● Written exercise
Print everything from the line containing "# test: put a marker on the dark ocean, one" down to the end of the records, both ends included, copying each line exactly.

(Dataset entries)
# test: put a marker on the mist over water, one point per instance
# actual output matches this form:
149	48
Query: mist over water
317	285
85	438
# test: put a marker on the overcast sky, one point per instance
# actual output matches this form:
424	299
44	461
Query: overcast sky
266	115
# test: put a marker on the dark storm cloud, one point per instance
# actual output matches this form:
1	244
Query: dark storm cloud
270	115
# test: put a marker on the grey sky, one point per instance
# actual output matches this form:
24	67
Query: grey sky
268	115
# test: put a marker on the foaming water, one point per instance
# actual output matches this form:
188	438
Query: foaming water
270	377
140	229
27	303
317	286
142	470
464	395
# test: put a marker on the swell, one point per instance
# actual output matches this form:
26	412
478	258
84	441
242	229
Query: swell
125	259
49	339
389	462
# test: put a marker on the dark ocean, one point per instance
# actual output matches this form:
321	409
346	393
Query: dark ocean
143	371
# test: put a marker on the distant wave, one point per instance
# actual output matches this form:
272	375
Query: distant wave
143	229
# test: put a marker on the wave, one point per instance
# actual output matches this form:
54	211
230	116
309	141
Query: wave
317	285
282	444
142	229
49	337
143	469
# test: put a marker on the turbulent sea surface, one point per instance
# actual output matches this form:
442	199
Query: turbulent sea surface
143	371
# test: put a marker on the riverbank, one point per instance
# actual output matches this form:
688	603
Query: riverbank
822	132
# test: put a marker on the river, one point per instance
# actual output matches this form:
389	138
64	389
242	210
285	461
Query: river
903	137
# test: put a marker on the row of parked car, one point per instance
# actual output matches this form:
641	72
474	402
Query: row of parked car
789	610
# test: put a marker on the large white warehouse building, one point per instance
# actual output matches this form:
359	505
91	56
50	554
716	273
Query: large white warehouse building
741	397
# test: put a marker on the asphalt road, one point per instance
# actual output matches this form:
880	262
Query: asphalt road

● Task answer
# test: put a marker on the dark ocean, one point per instance
# actual output matches this form:
321	409
346	393
Query: dark ocean
143	371
# test: put a marker on the distant wave, one point per instance
# actual output matches this form:
272	375
Query: distant wave
143	229
# test: put a marker on the wave, one point per instance
# actual output matches this form:
54	211
230	116
309	141
Query: wave
317	285
282	444
142	229
49	337
143	469
# test: put a marker on the turbulent sea surface, one point per instance
# actual output matches this form:
442	199
Query: turbulent sea surface
143	371
# test: put a marker on the riverbank, one point per instance
# actual output matches this form:
688	603
Query: riverbank
822	132
# test: put a marker on the river, one point per instance
# actual output matches this form:
389	138
64	389
242	210
285	461
Query: river
903	137
# test: put a marker on the row of parked car, one point per instance
# actual output matches this form:
641	72
474	402
Query: row of parked car
789	610
# test: put a marker on the large white warehouse building, one point per instance
# actual output matches this form:
359	505
91	56
50	554
716	273
Query: large white warehouse building
741	397
# test: put a marker on the asphalt road, one point per instance
# actual output matches this form:
880	262
Query: asphalt road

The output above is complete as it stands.